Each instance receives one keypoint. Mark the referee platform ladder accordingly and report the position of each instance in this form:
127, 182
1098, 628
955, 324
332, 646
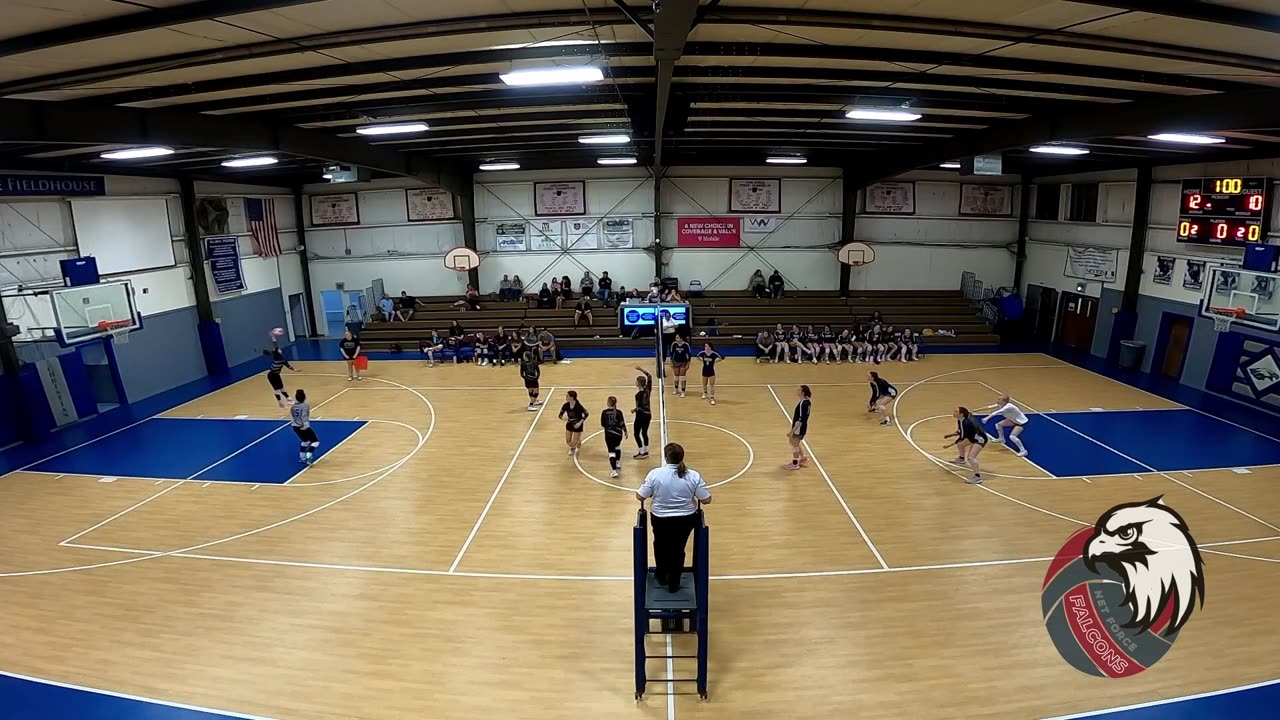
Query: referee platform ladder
662, 613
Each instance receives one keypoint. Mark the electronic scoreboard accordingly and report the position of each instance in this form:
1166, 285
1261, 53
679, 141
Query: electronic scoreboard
1224, 210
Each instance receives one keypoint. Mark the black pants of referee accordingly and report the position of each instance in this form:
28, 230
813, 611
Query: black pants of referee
670, 537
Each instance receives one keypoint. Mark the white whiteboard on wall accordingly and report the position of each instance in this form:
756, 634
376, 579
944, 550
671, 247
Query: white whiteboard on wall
124, 235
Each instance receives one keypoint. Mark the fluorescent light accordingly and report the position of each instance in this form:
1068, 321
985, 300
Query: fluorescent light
1187, 137
135, 153
604, 139
250, 162
1060, 150
553, 76
394, 128
887, 114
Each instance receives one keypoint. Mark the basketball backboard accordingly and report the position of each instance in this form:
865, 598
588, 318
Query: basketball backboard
1253, 291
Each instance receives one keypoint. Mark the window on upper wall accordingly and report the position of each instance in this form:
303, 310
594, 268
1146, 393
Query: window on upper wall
1083, 206
1047, 199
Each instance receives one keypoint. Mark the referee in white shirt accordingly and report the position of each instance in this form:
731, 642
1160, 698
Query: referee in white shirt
676, 492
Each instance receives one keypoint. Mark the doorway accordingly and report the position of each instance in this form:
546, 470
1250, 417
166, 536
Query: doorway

----------------

In the entries above, which lines hold the word "position"? Copy them out.

Each instance receives one keypoint. Mark the referee platform ladder accordingly and report the position of each instance in this form:
Each instance receives one keypoint. Mark the electronic scoreboard accordingly and report the position of each instance in this form:
Each instance receives one keypoint. Mark the black pants of referee accordingly and report the position of each instance in this form:
Each instance receives one keypoint. Mark the white whiteboard on wall accordingly and report the position of each instance in this form:
Each instance receives one keypoint. Mark the fluorescent light accordingly and report the position of each instance in this form:
Each instance receives one keypoint. Mark the basketball backboard accordingly and report the position of each instance in this form:
Each instance receives one keypoint. Mark the window on upper wall accordingly and report the position of each instance in this form:
Each instance receives one keypoint. Mark the referee in white shirt accordingly and report the position of each instance in this form:
Each instance receives one keypoint. Mark the doorway accordingly and report the position of each instance in this form:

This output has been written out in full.